— Excerpts from a point-labeling dataset —
• • •

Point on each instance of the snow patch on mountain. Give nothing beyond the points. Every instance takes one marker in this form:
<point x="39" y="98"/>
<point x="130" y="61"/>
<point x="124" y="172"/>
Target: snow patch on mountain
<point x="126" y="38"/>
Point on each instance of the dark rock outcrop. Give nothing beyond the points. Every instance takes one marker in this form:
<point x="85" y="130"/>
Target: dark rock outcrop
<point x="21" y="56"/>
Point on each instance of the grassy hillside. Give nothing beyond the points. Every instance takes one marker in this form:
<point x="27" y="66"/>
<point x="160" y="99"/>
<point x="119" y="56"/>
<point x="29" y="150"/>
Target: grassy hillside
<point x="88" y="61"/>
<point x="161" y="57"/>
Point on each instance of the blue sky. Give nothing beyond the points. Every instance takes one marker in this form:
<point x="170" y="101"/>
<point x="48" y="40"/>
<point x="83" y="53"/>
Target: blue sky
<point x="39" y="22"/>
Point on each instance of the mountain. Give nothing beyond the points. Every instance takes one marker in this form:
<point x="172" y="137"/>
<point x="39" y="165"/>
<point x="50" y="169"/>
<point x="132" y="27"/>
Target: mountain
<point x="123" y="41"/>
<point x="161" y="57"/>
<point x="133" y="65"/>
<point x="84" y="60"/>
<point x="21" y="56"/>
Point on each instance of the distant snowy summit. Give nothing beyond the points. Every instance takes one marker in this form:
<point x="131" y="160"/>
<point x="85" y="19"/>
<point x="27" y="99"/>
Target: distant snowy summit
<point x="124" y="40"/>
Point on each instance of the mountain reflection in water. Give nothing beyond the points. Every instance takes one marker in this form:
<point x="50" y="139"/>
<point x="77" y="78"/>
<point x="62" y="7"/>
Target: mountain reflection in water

• • •

— WORK INSTRUCTIONS —
Copy the items from the line with "Point on each instance of the grassy" through the last item, swapping "grassy hillside" for "green meadow" and leaving everything else unchanged.

— WRITTEN REPLY —
Point on each instance of the green meadow. Give nothing beyond the points. Every instance takes one marker in this form:
<point x="27" y="66"/>
<point x="160" y="99"/>
<point x="119" y="56"/>
<point x="29" y="150"/>
Target: green meadow
<point x="88" y="61"/>
<point x="161" y="57"/>
Point on each instance of the blue sky. Give nothing beyond the points. Every instance takes one marker in this form:
<point x="170" y="101"/>
<point x="48" y="40"/>
<point x="83" y="53"/>
Target: blue sky
<point x="39" y="22"/>
Point on each instance of the mountain. Give nothing beyond the points. Every instance takes one marker in this form:
<point x="172" y="137"/>
<point x="39" y="165"/>
<point x="50" y="169"/>
<point x="132" y="27"/>
Target: mountain
<point x="123" y="41"/>
<point x="161" y="57"/>
<point x="133" y="65"/>
<point x="84" y="60"/>
<point x="21" y="56"/>
Point on each instance of the distant snowy summit. Give nothing beyond the points. Every instance takes one marker in this form:
<point x="131" y="160"/>
<point x="85" y="19"/>
<point x="27" y="99"/>
Target: distant snowy summit
<point x="124" y="40"/>
Point on each instance of the mountain reflection in water. Give nothing beyond the points. Every instance takes one marker in this form:
<point x="50" y="139"/>
<point x="77" y="78"/>
<point x="62" y="7"/>
Target: mountain reflection in water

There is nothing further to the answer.